- _Exercise_
Decide whether each of these statements agrees with the news report on Biden's Georgia voting claim, and give yes or no with the deciding words of the report quoted exactly. 1. The newspaper's correction says polling places on Election Day in Georgia are open from 7 a.m. to 7 p.m. 2. Biden repeated the claim in an interview with ESPN on Friday. 3. The newspaper says the new law adds two weeks of early voting before runoffs.

- _Excerpt_

Newspaper corrects Biden's false claim but president doubles down

President Joe Biden looks down at his notes during a meeting to discuss the reopening of schools with the Director of the Centers for Disease Control and Prevention Dr. Rochelle Walensky Tuesday, Feb. 9, 2021, in the Oval Office of the White House. (Official White House photo by Adam Schultz)

The Atlanta Journal-Constitution issued a major correction to its report of President Biden’s false claim that a new law in the state cuts back on voting hours.

Biden, however, has doubled down, even after the Washington Post fact-checker gave him “four Pinocchios.”

The president had stated the Georgia election closes down polling sites at 5 p.m., just as people are getting off work, Fox News reported.

But the paper said in its correction: “A previous version of this story said the new law would limit voting hours. On Election Day in Georgia, polling places are open from 7 a.m. to 7 p.m., and if you are in line by 7 p.m., you are allowed to cast your ballot. Nothing in the new law changes those rules.”

The newspaper noted the law made some changes to early voting and adds “second mandatory Saturday of early voting for general elections but removes two weeks of early voting before runoffs.”

Biden claimed the law signed by Georgia Republican Gov. Brian Kemp made it harder for working-class people to vote.

“What I’m worried about is how un-American this whole initiative is. It’s sick. It’s sick,” Biden said. “Deciding that you’re going to end voting at five o’clock when working people are just getting off work.”

A day later, he said, “Among the outrageous parts of this new state law, it ends voting hours early so working people can’t cast their vote after their shift is over.”

Fact-checker Glenn Kessler, however, said that’s wrong.

“Not a single expert we consulted who has studied the law understood why Biden made this claim, as this was the section of law that expanded early voting for many Georgians,” Kessler wrote.

But even after that rebuke, Biden repeated the false statement in an interview with ESPN on Wednesday.

The president affirmed calls for baseball’s all-star game to be moved out of Atlanta in protest.

“This is all about keeping working folks and ordinary folks that I grew up with from being able to vote.”

Constitutional scholar Jonathan Turley noted Biden, among his many false claims about the Georgia election law, has called it “Jim Crow on steroids.”

“What is astonishing is that the media itself has fueled this false narrative and it is being used as a key claim in boycotting the state,” he said.

- _Record excerpts_
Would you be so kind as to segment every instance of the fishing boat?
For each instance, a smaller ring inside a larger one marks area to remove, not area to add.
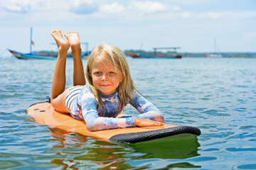
[[[29,53],[23,53],[20,52],[17,52],[15,50],[12,50],[10,49],[7,49],[14,56],[15,56],[18,59],[43,59],[43,60],[56,60],[58,57],[57,55],[53,54],[38,54],[36,52],[32,52],[32,45],[34,42],[32,40],[32,27],[31,28],[31,43],[30,43],[30,52]],[[55,45],[55,43],[51,43]],[[85,45],[85,52],[82,52],[81,57],[88,56],[90,55],[90,52],[88,51],[88,43],[87,42],[81,42],[81,44]],[[73,56],[71,55],[67,55],[68,58],[72,58]]]
[[[20,52],[16,52],[12,50],[7,49],[13,55],[14,55],[18,59],[43,59],[43,60],[56,60],[58,55],[40,55],[35,52],[30,53],[23,53]],[[81,57],[88,56],[90,52],[83,52],[82,53]],[[71,55],[67,55],[68,58],[72,58]]]
[[[181,55],[177,55],[176,52],[176,50],[180,47],[155,47],[153,48],[154,50],[154,55],[149,56],[145,55],[140,55],[140,54],[132,54],[131,52],[127,52],[127,55],[132,58],[149,58],[149,59],[181,59],[182,58]],[[163,55],[157,55],[156,50],[158,49],[173,49],[174,50],[175,52],[173,55],[169,56],[164,56]]]

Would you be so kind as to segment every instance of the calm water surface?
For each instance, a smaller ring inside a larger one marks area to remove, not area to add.
[[[26,109],[50,96],[55,61],[0,58],[0,169],[256,169],[256,59],[127,59],[166,123],[197,127],[201,136],[125,145],[36,124]],[[72,60],[67,67],[71,86]]]

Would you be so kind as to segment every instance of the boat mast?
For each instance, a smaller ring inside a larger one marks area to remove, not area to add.
[[[31,27],[31,42],[30,42],[30,52],[32,53],[32,27]]]

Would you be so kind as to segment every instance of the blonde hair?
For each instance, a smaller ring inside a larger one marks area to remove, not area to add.
[[[102,112],[102,108],[105,108],[105,106],[100,97],[100,91],[93,86],[91,76],[92,67],[96,60],[100,60],[103,64],[106,61],[112,63],[114,69],[119,71],[122,74],[122,81],[118,87],[119,95],[118,113],[120,113],[129,101],[133,103],[131,92],[134,90],[138,91],[132,81],[125,55],[118,47],[112,45],[105,44],[95,47],[89,56],[86,66],[86,78],[99,106],[98,112]]]

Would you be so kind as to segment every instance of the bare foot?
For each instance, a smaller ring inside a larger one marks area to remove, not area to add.
[[[51,35],[57,43],[59,52],[67,52],[70,47],[70,43],[64,40],[61,32],[60,30],[53,30]]]
[[[80,42],[78,32],[65,33],[64,35],[69,42],[70,42],[72,50],[80,50]]]

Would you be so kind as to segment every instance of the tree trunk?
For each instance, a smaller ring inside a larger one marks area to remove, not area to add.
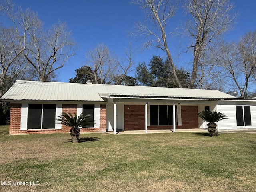
[[[215,123],[209,123],[207,124],[208,126],[208,131],[210,133],[210,137],[216,136],[216,130],[217,130],[217,125]]]
[[[71,133],[71,135],[72,142],[73,143],[78,143],[79,135],[77,135],[74,132]]]

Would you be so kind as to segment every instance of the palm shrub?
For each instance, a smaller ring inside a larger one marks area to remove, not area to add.
[[[211,111],[209,110],[205,110],[199,112],[198,115],[203,120],[208,122],[207,124],[208,131],[209,131],[211,137],[216,135],[217,124],[215,123],[222,119],[228,118],[226,115],[221,112],[217,112],[216,111]]]
[[[72,142],[78,143],[80,131],[79,127],[87,125],[93,125],[93,121],[90,119],[91,116],[91,115],[88,114],[83,117],[83,113],[82,113],[78,117],[76,113],[74,113],[74,116],[70,113],[63,113],[62,115],[58,116],[58,118],[57,120],[60,123],[71,128],[69,131]]]

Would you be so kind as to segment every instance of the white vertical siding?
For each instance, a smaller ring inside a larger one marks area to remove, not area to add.
[[[26,130],[28,124],[28,104],[21,104],[21,118],[20,119],[20,130]]]
[[[218,129],[256,128],[256,119],[255,118],[255,117],[256,117],[256,106],[250,106],[252,125],[250,126],[237,126],[236,125],[236,104],[218,105],[217,108],[218,112],[221,112],[222,113],[224,113],[228,118],[228,119],[224,119],[217,122],[217,128]]]
[[[55,111],[55,119],[58,118],[58,116],[61,116],[62,111],[62,104],[56,104],[56,110]],[[61,129],[61,124],[58,121],[55,120],[55,128],[56,129]]]

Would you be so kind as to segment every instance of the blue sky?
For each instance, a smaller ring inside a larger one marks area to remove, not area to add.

- _Exercise response_
1. Yes: "On Election Day in Georgia, polling places are open from 7 a.m. to 7 p.m."
2. No: "in an interview with ESPN on Wednesday"
3. No: "removes two weeks of early voting before runoffs"